Directions: Can you write out all of the data below again, switching every "Point to" to "Mark" and keeping everything else the same?

Begin Exercise materials

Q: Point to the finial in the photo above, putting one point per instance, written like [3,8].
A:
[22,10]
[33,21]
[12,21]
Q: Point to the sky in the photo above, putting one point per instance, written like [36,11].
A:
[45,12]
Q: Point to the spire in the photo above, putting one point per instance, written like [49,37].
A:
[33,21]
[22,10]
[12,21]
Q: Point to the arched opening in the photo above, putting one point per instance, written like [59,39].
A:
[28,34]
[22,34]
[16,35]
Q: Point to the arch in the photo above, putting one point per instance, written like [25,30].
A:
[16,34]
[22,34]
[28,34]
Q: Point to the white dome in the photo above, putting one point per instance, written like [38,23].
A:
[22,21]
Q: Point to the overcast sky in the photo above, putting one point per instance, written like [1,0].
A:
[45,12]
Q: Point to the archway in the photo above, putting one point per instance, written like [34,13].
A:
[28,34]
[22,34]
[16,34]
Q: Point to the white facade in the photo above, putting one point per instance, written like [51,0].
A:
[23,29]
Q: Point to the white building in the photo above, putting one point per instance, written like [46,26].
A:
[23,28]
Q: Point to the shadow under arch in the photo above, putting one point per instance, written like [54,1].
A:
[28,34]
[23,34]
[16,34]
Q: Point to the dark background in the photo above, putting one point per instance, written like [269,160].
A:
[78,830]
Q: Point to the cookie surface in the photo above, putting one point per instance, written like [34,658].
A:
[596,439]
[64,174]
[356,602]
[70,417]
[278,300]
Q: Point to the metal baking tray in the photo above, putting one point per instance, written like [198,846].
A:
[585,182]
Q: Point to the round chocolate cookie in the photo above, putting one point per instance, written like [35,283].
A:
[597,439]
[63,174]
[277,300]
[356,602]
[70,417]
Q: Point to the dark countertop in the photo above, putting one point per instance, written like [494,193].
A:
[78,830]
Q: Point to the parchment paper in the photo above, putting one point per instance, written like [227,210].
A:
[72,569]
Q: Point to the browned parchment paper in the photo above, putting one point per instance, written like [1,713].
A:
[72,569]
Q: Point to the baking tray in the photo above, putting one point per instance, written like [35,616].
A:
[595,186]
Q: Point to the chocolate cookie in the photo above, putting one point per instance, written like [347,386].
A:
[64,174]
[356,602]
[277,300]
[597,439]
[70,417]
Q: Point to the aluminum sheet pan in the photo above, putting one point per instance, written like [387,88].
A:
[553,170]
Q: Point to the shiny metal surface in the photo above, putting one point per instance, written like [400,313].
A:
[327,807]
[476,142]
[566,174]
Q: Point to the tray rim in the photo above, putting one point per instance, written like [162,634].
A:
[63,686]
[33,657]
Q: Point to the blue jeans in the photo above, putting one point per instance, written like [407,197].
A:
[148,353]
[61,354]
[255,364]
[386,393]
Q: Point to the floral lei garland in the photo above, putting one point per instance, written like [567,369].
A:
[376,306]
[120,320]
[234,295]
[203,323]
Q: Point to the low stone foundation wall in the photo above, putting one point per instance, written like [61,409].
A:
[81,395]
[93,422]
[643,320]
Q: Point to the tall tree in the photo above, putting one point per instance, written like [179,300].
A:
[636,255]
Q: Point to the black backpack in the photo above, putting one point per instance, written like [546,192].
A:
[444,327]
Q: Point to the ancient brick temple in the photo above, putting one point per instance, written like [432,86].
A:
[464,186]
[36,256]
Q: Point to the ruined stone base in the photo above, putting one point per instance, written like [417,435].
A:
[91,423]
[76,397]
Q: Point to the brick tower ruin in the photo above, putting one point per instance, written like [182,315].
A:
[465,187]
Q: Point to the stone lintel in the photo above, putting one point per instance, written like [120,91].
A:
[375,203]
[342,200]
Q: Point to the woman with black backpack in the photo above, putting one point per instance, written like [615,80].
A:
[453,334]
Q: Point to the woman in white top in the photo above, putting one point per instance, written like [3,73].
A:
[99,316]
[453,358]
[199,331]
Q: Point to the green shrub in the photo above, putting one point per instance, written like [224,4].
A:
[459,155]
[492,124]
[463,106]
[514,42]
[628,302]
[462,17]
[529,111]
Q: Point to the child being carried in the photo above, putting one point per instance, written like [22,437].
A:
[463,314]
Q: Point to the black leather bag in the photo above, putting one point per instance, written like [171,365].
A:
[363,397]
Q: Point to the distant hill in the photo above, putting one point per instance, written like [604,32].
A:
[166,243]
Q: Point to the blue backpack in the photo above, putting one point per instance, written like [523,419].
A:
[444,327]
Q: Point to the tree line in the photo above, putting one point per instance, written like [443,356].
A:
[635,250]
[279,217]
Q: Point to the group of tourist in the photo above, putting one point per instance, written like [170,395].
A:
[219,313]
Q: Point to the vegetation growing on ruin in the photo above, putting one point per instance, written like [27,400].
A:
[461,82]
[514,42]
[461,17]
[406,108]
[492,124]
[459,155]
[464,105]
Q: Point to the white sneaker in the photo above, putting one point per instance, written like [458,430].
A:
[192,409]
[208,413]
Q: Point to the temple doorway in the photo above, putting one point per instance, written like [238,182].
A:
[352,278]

End Exercise materials

Exercise output:
Q: Mark the finial in the photo above, putting one point per instance, written like [3,8].
A:
[22,10]
[33,21]
[12,21]
Q: Mark the sky in the photo above, putting one point per instance, written like [36,11].
A:
[45,12]
Q: Mark the spire in the photo above, putting one point per instance, written like [49,37].
A:
[33,21]
[22,10]
[12,21]
Q: Mark the arched opening in the photo above, putting one point per instance, written like [59,39].
A:
[28,34]
[22,34]
[16,35]
Q: Mark the arch in the photo above, putting one point per instance, written like [25,30].
A:
[16,34]
[22,34]
[28,34]
Q: Mark the white dome in the photo above, putting one point per instance, written like [38,23].
A:
[22,21]
Q: Mark the overcast sky in the photo above, putting one point per instance, written like [1,0].
A:
[45,12]
Q: Mark the archway in the photo above, putting one point per instance, written like [34,13].
A:
[28,34]
[22,34]
[16,34]
Q: Mark the white facade in the photo above, putting one point per instance, written like [51,0].
A:
[23,29]
Q: Mark the white building in the photo above, putting one point per instance, written like [46,26].
A:
[23,28]
Q: Mark the shadow under arch in the photo above, putting one point per instance, written like [54,1].
A:
[28,34]
[23,34]
[16,34]
Q: Mark the dark background in the photo above, putting one point per instance, written like [269,160].
A:
[78,830]
Q: Mark the cookie surface in the photo above, putting one point per instance, written like [34,658].
A:
[596,439]
[64,174]
[356,602]
[70,417]
[278,300]
Q: Mark the metal baking tray in the photo above, putting one point per instance, written like [198,846].
A:
[585,182]
Q: Mark the round chocolate cookie in the photo above, putting one point per instance, written like [35,283].
A:
[597,439]
[63,174]
[277,300]
[356,602]
[70,417]
Q: Mark the dark countertop in the photo above, putting one point per instance, written like [494,193].
A:
[78,830]
Q: Mark the parchment paper in the photo above, putting one point per instance, written like [227,210].
A:
[72,569]
Q: Mark the browned parchment paper in the photo above, putting one point per instance, written like [1,713].
A:
[72,569]
Q: Mark the baking tray in the photo above, putting one point per instance, written like [35,616].
A:
[595,186]
Q: Mark the chocolate cookie in the photo above, putting one point per instance, written like [347,386].
A:
[64,174]
[356,602]
[277,300]
[597,439]
[70,417]
Q: Mark the aluminum sheet pan in the photo above, putting one point per instance, written like [387,88].
A:
[553,170]
Q: Mark the shiny metal surface in the photo above, putting one point per instance, written like [400,313].
A:
[327,807]
[476,142]
[566,174]
Q: Mark the tray rim in the photo above, putting one point per instance, written like [162,634].
A:
[63,686]
[33,657]
Q: Mark the blue jeans in the photo above, putting one point per instance, written like [407,197].
A:
[148,353]
[61,354]
[255,364]
[386,393]
Q: Mark the floral lei garland in the photo above, putting one point per instance, written like [567,369].
A:
[376,306]
[120,320]
[234,295]
[203,323]
Q: Mark the low stone foundation wall in the photo above, putting one point per instance, written like [61,409].
A:
[81,395]
[93,422]
[643,320]
Q: Mark the tall tree in the photo above, putting one point per instance, written like [179,300].
A:
[636,255]
Q: Mark the black backpack in the photo above, putting one point per instance, written like [546,192].
A:
[444,327]
Q: Mark the ancient brick temple in the photo above, putting one point per instance, written like [432,86].
A:
[464,186]
[36,256]
Q: Mark the ruined stone base in the photo above, putting one point per instance, written like [417,435].
A:
[91,423]
[76,397]
Q: Mark the brick tower ruin in the photo above, putting one point per instance, written like [182,315].
A:
[465,187]
Q: Mark the stone lintel in the photo above, putting one point per instance, written like [120,91].
A:
[375,203]
[342,200]
Q: Mark the woman with black backpack in the photo above, putting one point per instance, written like [615,80].
A:
[453,334]
Q: Mark the woman in white top in the photo above, putting one point per instance, written like [3,73].
A:
[99,316]
[453,358]
[199,331]
Q: Mark the green shrub in the photo above, putting one point per instance, written like [224,4].
A:
[459,155]
[492,124]
[463,106]
[514,42]
[628,302]
[462,17]
[529,111]
Q: Mark the child being carried in the photo above, putting one point per instance, written like [22,437].
A:
[463,314]
Q: Mark the black leather bag in the photo above, putting one point per instance, written like [171,365].
A:
[363,397]
Q: Mark the distant hill in the photo above, putting one point per instance, written like [604,32].
A:
[166,243]
Q: Mark the blue backpack in the photo above, putting one point per instance, written like [523,419].
A:
[444,327]
Q: Mark the tree line in the photo above, putting one point per instance, written like [443,356].
A:
[635,250]
[279,217]
Q: Mark the group of tourist in the photo above, putting one point per instance, written like [170,395].
A:
[219,313]
Q: Mark the vegetation growing on ruin in the photo above, putting one point per instance, written like [27,400].
A:
[461,82]
[514,42]
[461,17]
[406,108]
[492,124]
[459,155]
[464,105]
Q: Mark the white sneaker in the photo above, putting one point per instance, written like [458,430].
A:
[192,409]
[208,413]
Q: Mark the temple doorway in the photo above, putting one point per instance, written like [238,182].
A:
[352,278]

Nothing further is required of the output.